# New and need some advice



## bobTheBodyBuilder (Dec 3, 2009)

Hey everybody- im a pro bodybuilder so im constintly trying to eat to get huge and muscular. My problim is that my cooking lacks power and accuracy so when I execute a  cooking recipe, it tends to fail miserably. Now Im almost embaressed to admit this but I have this kind of dream of being a real chef in an upscale reseraunt some day- but i cant even cook well, so my first question is where to start and my second question is, would it be possible starting at the age of 32, to eventually become a top scale chef?

Thanks,
Jimmy Dickerman


----------



## Wyogal (Dec 3, 2009)

Check out the "career advice" thread (use the search function), and do you have any schools in your area that offer Culinary Arts, or even basic cooking classes?
Not sure what you mean by lacking accuracy, are you not following recipes? They are helpful to beginner cooks.  I like to read recipes, then usually do my own thing, don't measure anything unless I am baking.
and, Welcome!


----------



## Michael in FtW (Dec 3, 2009)

Welcome to DC! Here is a link to the Career Advice thread for you.


----------



## jabbur (Dec 3, 2009)

(Point-based annotation data)
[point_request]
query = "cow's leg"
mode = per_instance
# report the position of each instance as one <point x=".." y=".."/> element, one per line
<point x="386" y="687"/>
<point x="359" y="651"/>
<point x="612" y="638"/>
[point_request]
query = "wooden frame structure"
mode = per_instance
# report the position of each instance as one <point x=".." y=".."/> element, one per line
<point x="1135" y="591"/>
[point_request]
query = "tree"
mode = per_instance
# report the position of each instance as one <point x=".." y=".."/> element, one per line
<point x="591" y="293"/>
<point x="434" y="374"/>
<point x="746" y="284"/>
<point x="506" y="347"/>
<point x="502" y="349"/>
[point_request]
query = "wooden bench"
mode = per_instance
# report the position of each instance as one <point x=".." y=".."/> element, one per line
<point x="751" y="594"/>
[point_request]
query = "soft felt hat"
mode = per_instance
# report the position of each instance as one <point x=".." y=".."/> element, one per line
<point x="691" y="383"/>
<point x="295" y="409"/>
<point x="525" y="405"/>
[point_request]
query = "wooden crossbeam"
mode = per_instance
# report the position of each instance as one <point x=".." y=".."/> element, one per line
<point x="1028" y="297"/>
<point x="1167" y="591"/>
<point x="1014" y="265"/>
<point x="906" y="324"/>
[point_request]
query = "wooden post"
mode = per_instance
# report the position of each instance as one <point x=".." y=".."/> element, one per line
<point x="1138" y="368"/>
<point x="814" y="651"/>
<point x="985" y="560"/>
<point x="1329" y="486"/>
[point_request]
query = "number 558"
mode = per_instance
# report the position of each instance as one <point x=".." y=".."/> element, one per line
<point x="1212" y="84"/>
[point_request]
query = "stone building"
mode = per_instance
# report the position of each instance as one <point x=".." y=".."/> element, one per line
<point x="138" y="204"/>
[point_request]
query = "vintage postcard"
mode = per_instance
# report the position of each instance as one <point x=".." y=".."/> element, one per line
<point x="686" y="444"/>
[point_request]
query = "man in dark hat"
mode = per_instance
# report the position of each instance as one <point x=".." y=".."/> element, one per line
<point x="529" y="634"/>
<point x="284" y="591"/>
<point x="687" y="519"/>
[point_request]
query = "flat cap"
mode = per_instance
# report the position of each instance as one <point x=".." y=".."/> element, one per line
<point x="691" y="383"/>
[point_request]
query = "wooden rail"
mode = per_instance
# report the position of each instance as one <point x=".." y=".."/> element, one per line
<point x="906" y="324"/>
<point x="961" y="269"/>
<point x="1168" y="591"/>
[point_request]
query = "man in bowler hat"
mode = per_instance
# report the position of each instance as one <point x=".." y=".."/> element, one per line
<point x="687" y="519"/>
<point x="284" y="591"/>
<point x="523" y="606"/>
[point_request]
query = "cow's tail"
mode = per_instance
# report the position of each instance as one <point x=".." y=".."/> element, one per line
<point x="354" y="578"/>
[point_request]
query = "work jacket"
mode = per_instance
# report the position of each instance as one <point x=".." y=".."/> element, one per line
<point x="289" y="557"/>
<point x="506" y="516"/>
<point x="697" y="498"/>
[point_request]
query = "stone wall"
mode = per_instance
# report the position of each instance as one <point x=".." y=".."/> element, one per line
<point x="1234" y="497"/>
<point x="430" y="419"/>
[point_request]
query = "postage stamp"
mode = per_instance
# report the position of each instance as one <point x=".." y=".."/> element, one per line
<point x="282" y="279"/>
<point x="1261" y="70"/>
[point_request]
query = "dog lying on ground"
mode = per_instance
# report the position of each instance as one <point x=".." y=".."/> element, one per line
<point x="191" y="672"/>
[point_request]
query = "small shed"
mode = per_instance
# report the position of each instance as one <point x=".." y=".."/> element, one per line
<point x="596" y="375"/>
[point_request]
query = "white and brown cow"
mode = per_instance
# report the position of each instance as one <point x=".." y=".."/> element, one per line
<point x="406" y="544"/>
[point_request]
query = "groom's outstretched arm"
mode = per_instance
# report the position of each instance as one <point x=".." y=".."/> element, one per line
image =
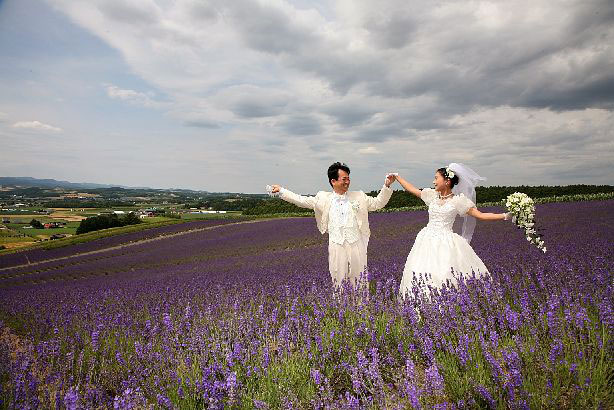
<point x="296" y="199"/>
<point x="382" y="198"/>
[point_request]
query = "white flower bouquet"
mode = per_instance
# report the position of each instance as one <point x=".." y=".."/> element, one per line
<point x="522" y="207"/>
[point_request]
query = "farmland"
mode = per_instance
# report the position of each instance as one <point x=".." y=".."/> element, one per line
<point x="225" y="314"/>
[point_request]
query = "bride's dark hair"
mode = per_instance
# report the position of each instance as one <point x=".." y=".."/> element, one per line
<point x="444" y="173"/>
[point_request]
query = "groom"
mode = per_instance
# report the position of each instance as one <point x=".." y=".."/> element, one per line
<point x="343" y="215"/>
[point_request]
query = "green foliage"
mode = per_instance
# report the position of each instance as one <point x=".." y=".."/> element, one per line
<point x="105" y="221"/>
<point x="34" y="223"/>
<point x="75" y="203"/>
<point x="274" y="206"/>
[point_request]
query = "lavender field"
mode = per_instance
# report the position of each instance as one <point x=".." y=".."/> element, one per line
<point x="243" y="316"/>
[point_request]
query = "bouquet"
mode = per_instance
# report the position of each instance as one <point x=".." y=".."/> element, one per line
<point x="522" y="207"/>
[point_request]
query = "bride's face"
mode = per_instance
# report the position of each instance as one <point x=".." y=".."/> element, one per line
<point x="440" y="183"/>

### Tasks for this exercise
1. Answer these questions using the thread.
(a) At what age does the first poster ask about starting out?
(b) Which thread does Wyogal recommend finding with the search function?
(c) In what situation does Wyogal measure anything?
2. In one to three sentences, explain why the first poster in the thread says his recipes tend to fail miserably.
3. Quote the thread word for word, from "Not sure what" to "thread for you.".

### Responses in order
1.
(a) 32.
(b) The "career advice" thread.
(c) Only when baking.

2. He says his cooking lacks power and accuracy. As a result, when he executes a recipe, it tends to fail miserably.

3.
Not sure what you mean by lacking accuracy, are you not following recipes? They are helpful to beginner cooks.  I like to read recipes, then usually do my own thing, don't measure anything unless I am baking.
and, Welcome!


----------



## Michael in FtW (Dec 3, 2009)

Welcome to DC! Here is a link to the Career Advice thread for you.